* [ASSIGNMENT] With the pictures removed, the data below must be transcribed in full and exactly.

··· DATA FOR ANALYSIS ···

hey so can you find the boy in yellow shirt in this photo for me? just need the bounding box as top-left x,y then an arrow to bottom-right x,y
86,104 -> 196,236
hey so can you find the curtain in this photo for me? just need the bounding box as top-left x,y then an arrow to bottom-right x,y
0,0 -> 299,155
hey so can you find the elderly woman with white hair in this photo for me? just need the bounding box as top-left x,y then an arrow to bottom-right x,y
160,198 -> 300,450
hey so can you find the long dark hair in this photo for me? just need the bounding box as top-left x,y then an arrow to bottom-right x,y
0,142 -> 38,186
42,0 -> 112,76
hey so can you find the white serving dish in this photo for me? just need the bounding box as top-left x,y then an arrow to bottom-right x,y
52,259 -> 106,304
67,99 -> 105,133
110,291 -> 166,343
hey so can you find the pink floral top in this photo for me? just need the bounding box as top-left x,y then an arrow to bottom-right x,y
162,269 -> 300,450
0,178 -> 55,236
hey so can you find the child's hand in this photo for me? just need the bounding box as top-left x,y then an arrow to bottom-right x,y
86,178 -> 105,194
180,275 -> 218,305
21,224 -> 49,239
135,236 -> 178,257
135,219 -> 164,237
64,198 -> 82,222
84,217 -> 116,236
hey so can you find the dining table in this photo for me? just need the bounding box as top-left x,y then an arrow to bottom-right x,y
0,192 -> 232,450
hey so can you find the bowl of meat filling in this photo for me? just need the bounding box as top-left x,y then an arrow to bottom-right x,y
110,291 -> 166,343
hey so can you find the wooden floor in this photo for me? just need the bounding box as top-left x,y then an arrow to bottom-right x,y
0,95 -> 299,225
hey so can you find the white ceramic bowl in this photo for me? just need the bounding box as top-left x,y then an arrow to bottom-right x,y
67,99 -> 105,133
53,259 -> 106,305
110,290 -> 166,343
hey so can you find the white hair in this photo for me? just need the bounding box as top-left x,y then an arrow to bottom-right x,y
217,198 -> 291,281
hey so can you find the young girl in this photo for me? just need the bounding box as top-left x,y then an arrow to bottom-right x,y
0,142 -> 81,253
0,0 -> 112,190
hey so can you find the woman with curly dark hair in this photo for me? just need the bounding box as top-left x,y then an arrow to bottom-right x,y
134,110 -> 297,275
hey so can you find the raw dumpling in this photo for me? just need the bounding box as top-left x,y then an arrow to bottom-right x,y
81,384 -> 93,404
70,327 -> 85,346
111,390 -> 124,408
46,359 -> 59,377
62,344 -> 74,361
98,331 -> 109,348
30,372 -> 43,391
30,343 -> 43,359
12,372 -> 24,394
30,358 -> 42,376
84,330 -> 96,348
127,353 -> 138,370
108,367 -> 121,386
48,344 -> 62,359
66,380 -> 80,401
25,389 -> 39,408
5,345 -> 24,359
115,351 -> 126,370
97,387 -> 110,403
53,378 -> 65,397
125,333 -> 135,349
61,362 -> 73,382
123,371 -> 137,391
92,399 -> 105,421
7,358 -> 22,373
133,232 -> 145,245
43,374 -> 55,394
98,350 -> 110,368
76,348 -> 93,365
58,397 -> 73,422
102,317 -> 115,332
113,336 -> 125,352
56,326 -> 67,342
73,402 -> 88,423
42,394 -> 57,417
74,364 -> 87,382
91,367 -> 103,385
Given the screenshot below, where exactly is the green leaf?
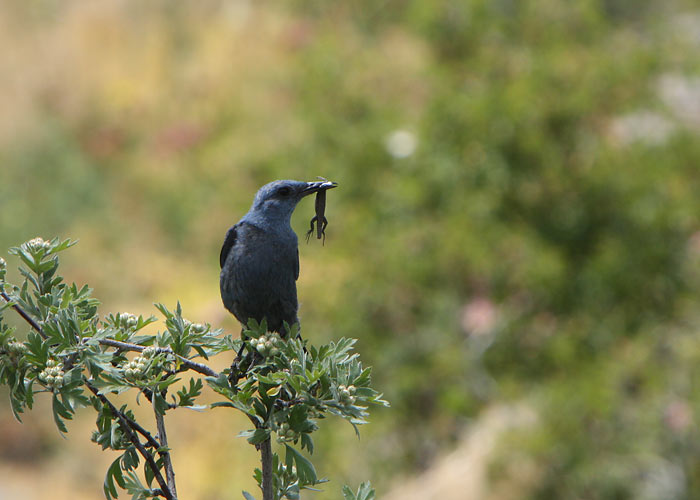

···

* [RESPONSE TO THE EXERCISE]
hey so can you find the boy in yellow shirt in this photo for me? just need the bounding box as top-left x,y then an arrow to bottom-right x,y
86,104 -> 196,236
hey so can you find the curtain in this photo for me? just need the bounding box as top-left x,y then an arrow to bottom-right x,y
0,0 -> 299,155
hey so can you find the elderly woman with white hair in this photo for me? just need the bounding box as top-left x,y then an arrow to bottom-right x,y
160,198 -> 300,450
hey so can you find the long dark hair in this photo for me? just need the bounding box as top-left x,y then an arrow to bottom-right x,y
0,142 -> 38,186
42,0 -> 112,76
hey so can you find the white serving dish in this photo for me? just need the bounding box as top-left x,y then an arrow to bottom-right x,y
52,259 -> 106,304
67,99 -> 105,133
110,291 -> 166,343
hey so can you find the pink floral top in this photo for me? just need the bounding box as top-left x,y then an arrow to bottom-right x,y
162,269 -> 300,450
0,178 -> 55,236
hey so can you find the child's hand in this photo for me? just need the bounding box as top-left x,y then an arrow to bottom-right x,y
86,178 -> 105,194
180,275 -> 218,305
21,224 -> 49,239
135,236 -> 178,257
135,219 -> 164,237
64,198 -> 82,222
84,217 -> 116,236
hey so can you find the dining table in this photo for me? just need the bounding box as top-left x,y then an arrow to bottom-right x,y
0,192 -> 232,450
hey so can you find the bowl of meat filling in this photo for me? just need the bounding box as top-left x,y then an arrow to bottom-right x,y
110,291 -> 166,343
hey so can you find the wooden floor in this photo for me? just need the bounding box as top-left x,y then an arrow to bottom-right x,y
0,95 -> 299,225
hey so can you find the white ceramic bowl in this photo for me? just need the bounding box as top-left x,y then an arrow to bottom-right x,y
67,99 -> 105,133
53,259 -> 106,305
110,290 -> 166,343
hey so can you find the white hair in this photo for me? just need the bounding box as top-left x,y then an arrow to bottom-right x,y
217,198 -> 291,281
hey so can you find the young girl in this photo for me? just need the bounding box as top-left x,y then an arrow to bottom-right x,y
0,142 -> 81,253
0,0 -> 112,190
hey so can you find the woman with curly dark hair in this photo for me? just need the bounding box as top-left x,y then an arrow to bottom-right x,y
134,110 -> 297,275
hey so can you find the raw dumpling in this photo for me? just need the bounding box as top-left x,y then an arrow to bottom-right x,y
81,384 -> 93,404
70,327 -> 85,346
111,390 -> 124,408
46,359 -> 59,377
62,344 -> 74,361
98,331 -> 109,348
30,372 -> 43,391
30,343 -> 43,359
12,372 -> 24,394
30,358 -> 42,376
84,330 -> 96,348
127,353 -> 138,370
108,367 -> 121,386
48,344 -> 62,359
66,380 -> 80,401
25,389 -> 39,408
5,345 -> 24,359
115,351 -> 126,370
97,387 -> 110,403
53,378 -> 65,397
125,333 -> 135,349
61,362 -> 73,382
123,371 -> 137,391
92,399 -> 105,421
7,358 -> 22,373
133,232 -> 145,245
43,374 -> 55,394
98,350 -> 110,368
76,348 -> 93,365
58,397 -> 73,422
102,317 -> 115,332
113,336 -> 125,352
56,326 -> 67,342
73,402 -> 88,423
42,394 -> 57,417
74,364 -> 87,382
91,367 -> 103,385
Given the screenshot below, where exactly is the green leaf?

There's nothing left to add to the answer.